• _Problem to work on_
Write out once more the lines running from the top of the entries below to the line with "Annotation task — tag each instance of the woven", both ends included.

• _Given data_
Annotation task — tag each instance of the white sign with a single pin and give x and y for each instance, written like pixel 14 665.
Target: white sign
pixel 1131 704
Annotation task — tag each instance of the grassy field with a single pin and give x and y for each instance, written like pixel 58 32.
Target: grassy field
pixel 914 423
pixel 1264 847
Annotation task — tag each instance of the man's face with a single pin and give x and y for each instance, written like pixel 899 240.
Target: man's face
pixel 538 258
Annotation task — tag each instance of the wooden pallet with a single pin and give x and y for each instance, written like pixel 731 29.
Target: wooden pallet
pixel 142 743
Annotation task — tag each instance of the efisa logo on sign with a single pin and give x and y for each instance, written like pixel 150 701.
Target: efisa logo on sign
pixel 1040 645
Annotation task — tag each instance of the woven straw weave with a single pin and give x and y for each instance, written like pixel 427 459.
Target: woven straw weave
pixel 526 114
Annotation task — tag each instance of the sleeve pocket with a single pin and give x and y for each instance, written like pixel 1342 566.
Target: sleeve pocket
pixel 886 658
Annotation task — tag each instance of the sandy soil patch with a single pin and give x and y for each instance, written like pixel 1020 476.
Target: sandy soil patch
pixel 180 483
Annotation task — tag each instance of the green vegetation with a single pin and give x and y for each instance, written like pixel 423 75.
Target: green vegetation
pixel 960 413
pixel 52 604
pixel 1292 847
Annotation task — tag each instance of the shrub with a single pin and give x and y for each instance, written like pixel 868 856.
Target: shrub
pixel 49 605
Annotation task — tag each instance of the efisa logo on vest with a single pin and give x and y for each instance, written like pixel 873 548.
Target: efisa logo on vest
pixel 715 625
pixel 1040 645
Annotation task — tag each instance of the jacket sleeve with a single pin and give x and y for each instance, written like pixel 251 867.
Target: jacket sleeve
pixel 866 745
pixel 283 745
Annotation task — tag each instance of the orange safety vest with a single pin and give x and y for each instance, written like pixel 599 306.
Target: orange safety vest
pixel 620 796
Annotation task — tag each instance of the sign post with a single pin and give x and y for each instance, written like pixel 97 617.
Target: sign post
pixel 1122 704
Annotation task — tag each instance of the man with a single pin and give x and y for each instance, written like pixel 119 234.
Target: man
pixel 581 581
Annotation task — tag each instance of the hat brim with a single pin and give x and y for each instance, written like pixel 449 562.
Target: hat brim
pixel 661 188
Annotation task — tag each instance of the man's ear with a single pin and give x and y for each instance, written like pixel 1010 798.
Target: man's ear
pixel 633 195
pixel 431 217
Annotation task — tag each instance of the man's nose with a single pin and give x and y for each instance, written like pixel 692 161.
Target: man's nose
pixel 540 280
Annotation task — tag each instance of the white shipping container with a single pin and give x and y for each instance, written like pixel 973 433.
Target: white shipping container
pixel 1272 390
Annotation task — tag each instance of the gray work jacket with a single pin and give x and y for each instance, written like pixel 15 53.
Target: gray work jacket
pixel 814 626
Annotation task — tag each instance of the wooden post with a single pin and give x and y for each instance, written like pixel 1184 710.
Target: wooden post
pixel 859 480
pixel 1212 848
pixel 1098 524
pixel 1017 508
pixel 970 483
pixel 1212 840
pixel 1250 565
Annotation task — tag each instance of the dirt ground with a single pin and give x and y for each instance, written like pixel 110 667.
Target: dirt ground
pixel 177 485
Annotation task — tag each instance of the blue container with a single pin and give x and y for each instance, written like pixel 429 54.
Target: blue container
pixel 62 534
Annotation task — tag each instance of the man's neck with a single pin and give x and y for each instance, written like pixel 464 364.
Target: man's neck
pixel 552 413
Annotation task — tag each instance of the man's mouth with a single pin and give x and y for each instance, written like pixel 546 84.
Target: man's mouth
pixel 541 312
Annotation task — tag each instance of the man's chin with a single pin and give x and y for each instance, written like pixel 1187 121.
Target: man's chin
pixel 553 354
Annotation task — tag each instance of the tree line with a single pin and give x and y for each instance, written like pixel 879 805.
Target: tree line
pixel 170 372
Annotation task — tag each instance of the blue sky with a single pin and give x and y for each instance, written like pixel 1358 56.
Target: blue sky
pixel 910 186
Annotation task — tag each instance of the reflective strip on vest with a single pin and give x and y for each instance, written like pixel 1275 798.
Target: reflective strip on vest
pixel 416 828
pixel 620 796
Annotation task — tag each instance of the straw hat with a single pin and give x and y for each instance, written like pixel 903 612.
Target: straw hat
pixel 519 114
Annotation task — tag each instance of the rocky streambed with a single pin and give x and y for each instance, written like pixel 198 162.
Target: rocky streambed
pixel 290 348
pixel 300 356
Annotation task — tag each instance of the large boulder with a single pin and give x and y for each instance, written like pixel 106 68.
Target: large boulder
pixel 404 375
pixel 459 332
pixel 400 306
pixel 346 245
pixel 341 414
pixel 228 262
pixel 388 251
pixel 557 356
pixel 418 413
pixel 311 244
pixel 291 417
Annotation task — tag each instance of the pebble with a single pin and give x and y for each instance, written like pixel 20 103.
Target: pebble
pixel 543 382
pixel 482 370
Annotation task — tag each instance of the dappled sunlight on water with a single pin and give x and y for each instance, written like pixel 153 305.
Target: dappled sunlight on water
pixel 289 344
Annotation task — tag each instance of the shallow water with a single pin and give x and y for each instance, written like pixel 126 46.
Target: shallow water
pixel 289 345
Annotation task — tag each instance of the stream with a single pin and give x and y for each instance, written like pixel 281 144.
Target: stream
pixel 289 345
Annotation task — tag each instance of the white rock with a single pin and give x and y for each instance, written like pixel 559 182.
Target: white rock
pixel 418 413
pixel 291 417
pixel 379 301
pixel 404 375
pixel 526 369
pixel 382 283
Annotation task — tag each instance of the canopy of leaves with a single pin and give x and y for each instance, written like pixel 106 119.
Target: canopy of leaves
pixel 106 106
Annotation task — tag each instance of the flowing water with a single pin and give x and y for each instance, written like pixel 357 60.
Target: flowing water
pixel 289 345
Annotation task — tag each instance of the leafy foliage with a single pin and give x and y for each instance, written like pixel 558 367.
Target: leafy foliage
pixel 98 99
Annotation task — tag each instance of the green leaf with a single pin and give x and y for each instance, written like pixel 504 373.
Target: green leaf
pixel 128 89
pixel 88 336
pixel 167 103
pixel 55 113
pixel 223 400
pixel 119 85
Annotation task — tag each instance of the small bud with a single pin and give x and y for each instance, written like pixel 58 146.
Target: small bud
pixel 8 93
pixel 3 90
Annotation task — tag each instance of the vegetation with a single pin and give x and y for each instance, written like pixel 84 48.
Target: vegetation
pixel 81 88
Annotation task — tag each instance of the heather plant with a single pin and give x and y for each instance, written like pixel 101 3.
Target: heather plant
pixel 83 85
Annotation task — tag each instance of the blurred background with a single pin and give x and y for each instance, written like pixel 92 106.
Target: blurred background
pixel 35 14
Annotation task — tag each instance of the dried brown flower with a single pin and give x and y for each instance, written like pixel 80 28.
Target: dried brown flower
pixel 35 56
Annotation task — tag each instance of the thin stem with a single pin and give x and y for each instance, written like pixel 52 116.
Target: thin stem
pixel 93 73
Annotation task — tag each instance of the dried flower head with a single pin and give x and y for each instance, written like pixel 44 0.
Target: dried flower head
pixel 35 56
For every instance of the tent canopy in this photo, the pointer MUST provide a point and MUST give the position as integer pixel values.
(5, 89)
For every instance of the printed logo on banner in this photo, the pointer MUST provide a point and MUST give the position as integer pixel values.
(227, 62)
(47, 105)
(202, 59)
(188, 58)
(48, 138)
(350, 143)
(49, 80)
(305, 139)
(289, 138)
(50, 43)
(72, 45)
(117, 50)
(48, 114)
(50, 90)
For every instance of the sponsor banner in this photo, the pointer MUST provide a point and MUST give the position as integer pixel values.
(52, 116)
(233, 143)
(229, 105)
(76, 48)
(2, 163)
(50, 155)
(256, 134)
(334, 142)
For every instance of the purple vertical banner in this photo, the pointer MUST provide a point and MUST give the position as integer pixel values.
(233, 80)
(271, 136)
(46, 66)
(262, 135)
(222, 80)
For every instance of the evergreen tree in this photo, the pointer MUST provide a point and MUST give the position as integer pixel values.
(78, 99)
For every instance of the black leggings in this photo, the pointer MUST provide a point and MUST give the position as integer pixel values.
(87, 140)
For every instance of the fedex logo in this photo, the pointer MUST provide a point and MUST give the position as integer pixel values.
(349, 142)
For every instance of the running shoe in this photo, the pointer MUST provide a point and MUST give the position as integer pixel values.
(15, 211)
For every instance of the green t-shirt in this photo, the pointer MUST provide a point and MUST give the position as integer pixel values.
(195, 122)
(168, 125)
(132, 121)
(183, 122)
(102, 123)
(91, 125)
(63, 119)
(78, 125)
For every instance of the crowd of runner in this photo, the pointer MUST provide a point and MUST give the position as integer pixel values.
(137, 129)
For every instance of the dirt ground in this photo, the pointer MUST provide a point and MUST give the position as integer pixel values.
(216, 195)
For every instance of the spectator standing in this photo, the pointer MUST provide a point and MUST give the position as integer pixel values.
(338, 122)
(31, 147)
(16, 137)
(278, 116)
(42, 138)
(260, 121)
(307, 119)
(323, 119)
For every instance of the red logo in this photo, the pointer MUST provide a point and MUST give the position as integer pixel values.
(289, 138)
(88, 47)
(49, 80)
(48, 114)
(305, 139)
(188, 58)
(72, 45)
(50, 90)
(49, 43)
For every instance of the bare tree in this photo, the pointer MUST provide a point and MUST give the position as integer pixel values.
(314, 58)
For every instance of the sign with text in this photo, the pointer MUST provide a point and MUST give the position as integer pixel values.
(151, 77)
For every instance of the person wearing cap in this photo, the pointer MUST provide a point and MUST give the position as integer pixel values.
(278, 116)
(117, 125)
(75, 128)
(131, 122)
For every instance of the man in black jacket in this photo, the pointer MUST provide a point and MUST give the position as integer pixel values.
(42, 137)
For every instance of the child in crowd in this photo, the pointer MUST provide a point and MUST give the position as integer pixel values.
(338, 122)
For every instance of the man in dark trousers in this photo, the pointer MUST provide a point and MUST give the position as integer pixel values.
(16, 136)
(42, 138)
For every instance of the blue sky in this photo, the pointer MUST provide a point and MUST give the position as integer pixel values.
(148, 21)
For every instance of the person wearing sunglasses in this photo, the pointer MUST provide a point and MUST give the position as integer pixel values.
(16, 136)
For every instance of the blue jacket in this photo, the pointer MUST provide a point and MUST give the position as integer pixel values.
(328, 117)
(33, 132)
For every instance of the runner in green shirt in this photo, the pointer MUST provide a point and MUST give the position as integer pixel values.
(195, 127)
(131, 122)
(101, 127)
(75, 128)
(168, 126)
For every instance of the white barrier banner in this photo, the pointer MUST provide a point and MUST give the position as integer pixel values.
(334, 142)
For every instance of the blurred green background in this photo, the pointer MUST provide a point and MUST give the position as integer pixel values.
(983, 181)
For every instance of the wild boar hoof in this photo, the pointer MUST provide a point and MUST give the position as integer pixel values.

• _Written solution_
Annotation task — tag each instance of the white sign with a single pin and give x and y for each instance, written like pixel 14 665.
Target: white sign
pixel 1131 704
Annotation task — tag each instance of the grassy field with a single pin and give x and y for each instance, written like pixel 58 32.
Target: grassy field
pixel 914 423
pixel 1264 847
Annotation task — tag each instance of the man's face with a single pin and give x and y for each instance, written like pixel 899 240.
Target: man's face
pixel 538 258
Annotation task — tag each instance of the wooden pallet with a single pin and give x and y for each instance, written like pixel 731 29.
Target: wooden pallet
pixel 142 743
Annotation task — tag each instance of the efisa logo on sign with a single pin and give x and y for each instance, written like pixel 150 701.
Target: efisa logo on sign
pixel 1040 645
Annotation task — tag each instance of the woven straw weave with a single pin and give x and y for each instance, written like pixel 427 459.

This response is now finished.